→ **Supplied data**:
◆ ◆ ◆ ◆ ◆

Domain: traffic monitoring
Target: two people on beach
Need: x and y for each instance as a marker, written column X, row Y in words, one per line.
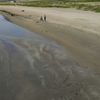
column 43, row 18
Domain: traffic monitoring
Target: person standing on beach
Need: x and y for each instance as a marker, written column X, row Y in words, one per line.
column 45, row 18
column 41, row 19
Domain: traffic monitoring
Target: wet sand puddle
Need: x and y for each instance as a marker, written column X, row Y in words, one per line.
column 35, row 68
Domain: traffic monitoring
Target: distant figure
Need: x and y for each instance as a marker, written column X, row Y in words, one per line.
column 45, row 18
column 23, row 10
column 41, row 19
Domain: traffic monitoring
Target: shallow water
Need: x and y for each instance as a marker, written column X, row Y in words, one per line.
column 33, row 67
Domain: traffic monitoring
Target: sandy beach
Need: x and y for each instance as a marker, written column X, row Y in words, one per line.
column 78, row 32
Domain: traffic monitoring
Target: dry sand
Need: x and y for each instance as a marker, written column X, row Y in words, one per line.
column 77, row 31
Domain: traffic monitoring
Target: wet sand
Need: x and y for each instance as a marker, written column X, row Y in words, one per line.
column 71, row 74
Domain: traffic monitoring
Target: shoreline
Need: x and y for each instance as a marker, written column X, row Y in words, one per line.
column 83, row 45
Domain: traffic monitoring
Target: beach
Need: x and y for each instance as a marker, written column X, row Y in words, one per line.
column 78, row 33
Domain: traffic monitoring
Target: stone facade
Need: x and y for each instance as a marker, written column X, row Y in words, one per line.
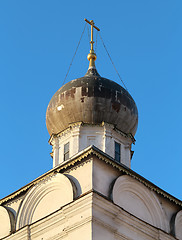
column 90, row 196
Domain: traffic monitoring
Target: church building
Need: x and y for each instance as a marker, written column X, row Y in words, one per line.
column 91, row 193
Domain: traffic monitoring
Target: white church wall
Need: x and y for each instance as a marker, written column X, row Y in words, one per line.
column 80, row 137
column 44, row 198
column 139, row 201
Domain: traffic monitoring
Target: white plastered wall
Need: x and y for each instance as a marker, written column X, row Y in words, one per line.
column 81, row 136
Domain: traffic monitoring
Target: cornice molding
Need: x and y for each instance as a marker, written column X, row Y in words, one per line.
column 81, row 157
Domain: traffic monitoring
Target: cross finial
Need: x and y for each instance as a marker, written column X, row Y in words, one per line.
column 92, row 56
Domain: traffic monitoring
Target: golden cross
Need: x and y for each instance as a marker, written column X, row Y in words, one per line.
column 92, row 26
column 92, row 56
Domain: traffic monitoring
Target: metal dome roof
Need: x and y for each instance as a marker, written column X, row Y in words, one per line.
column 92, row 99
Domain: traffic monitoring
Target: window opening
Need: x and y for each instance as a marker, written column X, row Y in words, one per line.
column 66, row 151
column 117, row 151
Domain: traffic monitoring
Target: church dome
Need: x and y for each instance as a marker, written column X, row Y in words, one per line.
column 92, row 99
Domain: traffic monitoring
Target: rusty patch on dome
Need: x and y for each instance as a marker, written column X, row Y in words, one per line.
column 116, row 106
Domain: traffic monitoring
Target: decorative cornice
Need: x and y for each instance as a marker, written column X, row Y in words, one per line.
column 82, row 156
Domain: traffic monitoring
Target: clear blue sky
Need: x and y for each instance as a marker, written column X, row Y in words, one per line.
column 37, row 42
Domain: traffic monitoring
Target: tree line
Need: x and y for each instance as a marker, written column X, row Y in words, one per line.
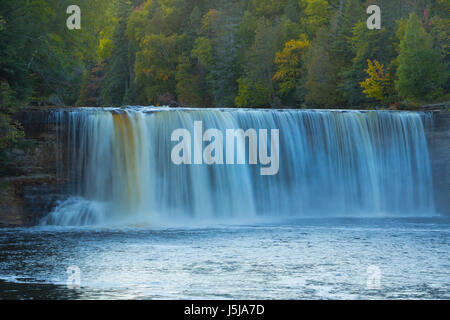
column 224, row 53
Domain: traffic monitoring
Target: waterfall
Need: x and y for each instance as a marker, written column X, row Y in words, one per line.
column 331, row 163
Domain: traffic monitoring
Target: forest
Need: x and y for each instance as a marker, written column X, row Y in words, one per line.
column 222, row 53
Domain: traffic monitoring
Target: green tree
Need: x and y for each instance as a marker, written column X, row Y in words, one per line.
column 420, row 72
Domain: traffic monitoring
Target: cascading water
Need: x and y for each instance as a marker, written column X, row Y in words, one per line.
column 331, row 163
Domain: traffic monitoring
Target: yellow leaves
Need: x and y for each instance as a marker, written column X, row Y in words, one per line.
column 209, row 19
column 288, row 63
column 376, row 84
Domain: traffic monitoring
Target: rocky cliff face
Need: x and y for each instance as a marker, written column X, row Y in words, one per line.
column 31, row 186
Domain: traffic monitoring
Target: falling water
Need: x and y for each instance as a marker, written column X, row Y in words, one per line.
column 332, row 163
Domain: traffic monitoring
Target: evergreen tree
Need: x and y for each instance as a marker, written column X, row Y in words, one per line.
column 420, row 72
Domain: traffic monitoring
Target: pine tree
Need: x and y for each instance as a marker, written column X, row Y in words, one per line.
column 420, row 75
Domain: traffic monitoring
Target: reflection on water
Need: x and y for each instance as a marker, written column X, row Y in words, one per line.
column 306, row 258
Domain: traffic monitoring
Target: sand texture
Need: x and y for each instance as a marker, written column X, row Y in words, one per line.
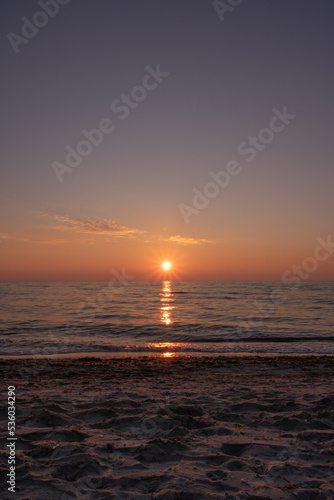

◆ ◆ ◆ ◆ ◆

→ **Description of the task**:
Count the lines in the records above that contain the string "tree", treating case as significant, and give only that number.

→ **Answer to the exercise**:
4